The problem ->
In the entries below, how many lines contain the string "pixels"? Give the number by itself.

Input data ->
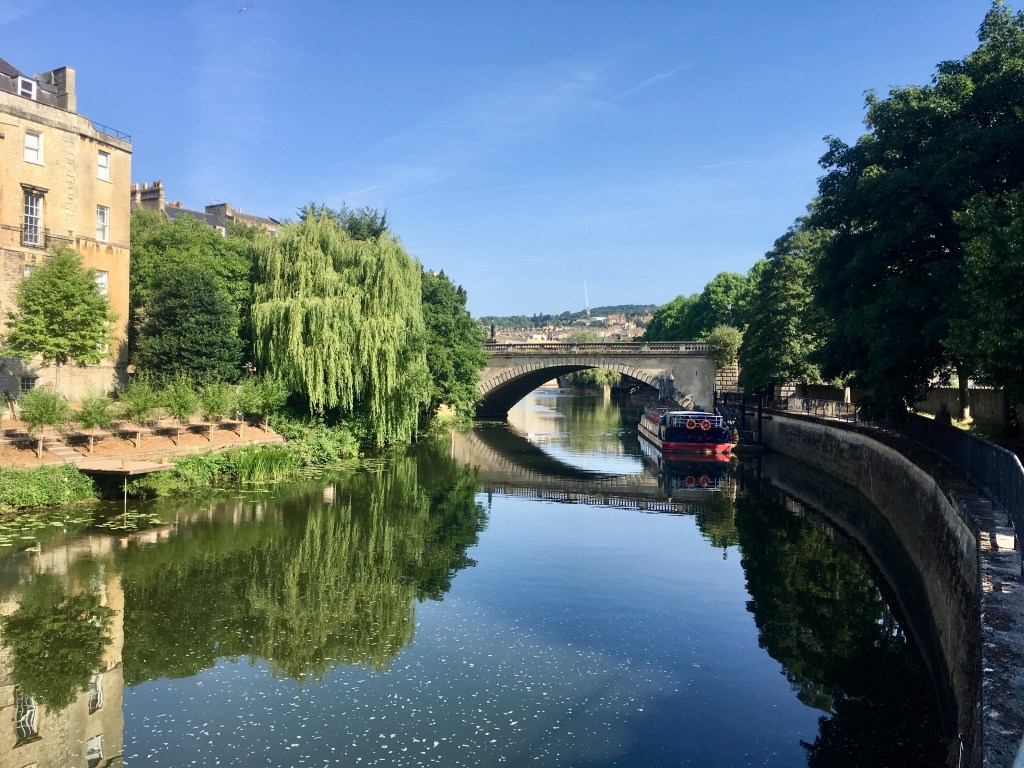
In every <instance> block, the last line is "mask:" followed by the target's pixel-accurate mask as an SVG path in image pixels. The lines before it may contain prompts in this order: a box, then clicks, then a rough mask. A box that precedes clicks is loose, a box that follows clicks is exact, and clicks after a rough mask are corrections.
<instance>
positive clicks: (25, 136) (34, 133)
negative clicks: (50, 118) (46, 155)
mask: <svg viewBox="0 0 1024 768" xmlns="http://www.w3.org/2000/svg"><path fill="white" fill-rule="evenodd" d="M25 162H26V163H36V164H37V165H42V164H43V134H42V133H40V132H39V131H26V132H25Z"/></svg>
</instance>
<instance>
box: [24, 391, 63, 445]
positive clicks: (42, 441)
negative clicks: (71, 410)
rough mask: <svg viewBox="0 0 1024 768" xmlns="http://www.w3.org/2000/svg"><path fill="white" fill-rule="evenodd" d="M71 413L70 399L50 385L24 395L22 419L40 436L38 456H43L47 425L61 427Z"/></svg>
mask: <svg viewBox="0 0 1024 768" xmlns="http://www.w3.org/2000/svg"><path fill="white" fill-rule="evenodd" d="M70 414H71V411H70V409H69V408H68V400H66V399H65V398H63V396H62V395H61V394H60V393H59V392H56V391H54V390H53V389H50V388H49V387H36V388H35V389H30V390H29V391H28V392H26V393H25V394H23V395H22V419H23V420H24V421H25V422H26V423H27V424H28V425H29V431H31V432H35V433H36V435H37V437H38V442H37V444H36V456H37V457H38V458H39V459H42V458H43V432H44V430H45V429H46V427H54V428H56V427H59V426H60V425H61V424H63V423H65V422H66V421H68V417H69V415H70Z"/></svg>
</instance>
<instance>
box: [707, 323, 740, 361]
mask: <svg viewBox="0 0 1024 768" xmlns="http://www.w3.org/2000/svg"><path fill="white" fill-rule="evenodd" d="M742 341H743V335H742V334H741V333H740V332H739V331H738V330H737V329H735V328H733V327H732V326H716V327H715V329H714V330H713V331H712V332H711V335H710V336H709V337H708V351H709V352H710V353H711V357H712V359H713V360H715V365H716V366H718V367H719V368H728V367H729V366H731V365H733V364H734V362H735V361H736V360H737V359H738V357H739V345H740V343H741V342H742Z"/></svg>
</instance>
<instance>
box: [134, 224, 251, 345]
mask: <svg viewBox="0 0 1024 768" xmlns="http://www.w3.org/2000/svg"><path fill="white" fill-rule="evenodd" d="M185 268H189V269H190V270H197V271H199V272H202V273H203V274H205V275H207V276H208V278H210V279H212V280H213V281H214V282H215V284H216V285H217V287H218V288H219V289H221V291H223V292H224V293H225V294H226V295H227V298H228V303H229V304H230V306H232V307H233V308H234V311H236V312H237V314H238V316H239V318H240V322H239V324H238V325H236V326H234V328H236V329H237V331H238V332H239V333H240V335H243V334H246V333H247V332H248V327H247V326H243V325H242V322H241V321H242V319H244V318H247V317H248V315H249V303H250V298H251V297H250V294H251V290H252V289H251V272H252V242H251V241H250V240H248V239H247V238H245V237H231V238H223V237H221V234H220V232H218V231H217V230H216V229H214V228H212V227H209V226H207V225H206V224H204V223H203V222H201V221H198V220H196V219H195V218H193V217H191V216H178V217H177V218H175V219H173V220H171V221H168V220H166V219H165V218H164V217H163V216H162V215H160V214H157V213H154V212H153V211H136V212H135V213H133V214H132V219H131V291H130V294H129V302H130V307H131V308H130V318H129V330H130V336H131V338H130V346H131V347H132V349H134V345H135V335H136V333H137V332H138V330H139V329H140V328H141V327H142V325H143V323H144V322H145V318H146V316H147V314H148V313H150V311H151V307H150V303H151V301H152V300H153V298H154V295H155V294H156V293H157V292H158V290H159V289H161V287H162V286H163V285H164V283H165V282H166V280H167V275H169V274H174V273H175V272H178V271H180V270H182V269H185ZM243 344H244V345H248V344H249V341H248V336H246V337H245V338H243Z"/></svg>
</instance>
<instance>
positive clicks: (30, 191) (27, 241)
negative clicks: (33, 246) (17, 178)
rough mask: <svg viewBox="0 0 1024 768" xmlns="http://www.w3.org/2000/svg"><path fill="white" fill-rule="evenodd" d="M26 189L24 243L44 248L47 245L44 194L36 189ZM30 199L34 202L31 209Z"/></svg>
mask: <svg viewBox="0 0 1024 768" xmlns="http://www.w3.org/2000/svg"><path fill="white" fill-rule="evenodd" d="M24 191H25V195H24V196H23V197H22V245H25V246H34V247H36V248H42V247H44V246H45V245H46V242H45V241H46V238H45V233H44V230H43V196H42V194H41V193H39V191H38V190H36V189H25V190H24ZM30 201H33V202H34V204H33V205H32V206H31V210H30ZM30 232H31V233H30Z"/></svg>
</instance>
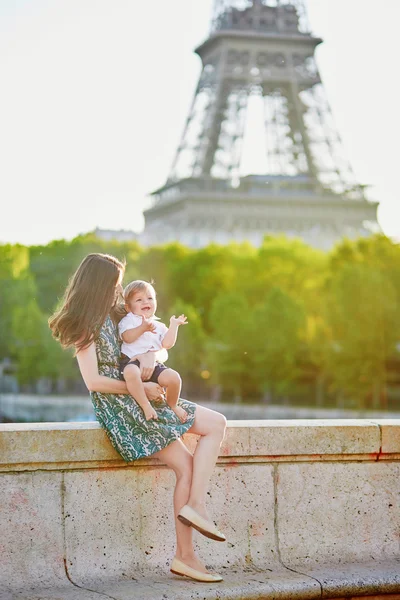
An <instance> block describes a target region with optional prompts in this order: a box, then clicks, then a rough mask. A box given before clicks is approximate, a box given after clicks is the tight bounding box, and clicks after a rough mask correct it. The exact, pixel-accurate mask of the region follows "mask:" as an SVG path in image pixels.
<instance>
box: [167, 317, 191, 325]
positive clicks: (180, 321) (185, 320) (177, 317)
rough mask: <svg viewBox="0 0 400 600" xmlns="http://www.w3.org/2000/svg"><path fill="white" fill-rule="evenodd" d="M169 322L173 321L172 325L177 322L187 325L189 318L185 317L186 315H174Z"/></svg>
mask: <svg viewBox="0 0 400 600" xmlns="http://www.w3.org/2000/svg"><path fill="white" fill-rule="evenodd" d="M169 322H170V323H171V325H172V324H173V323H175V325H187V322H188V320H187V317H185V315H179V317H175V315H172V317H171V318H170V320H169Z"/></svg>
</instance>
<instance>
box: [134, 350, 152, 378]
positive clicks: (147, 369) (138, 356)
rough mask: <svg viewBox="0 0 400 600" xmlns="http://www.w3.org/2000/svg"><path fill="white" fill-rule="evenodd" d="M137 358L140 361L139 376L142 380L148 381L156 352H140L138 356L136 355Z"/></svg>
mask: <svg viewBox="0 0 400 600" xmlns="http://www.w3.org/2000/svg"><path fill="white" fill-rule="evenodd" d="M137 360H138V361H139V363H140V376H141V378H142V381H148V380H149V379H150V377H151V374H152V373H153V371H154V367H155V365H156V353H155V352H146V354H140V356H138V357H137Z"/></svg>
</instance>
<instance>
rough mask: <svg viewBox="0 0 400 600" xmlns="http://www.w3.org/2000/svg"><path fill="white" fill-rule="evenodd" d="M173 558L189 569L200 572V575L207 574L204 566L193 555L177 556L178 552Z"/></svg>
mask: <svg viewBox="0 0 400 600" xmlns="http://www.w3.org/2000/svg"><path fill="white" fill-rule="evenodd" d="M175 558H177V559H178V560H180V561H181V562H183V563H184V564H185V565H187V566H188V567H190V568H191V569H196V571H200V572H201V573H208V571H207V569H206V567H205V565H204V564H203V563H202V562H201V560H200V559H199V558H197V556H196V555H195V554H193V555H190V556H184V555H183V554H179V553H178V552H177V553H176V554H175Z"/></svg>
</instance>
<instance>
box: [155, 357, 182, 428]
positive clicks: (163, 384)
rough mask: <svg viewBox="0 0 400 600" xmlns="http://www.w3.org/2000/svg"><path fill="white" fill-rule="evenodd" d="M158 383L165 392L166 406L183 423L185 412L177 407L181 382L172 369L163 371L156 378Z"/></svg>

Written answer ->
2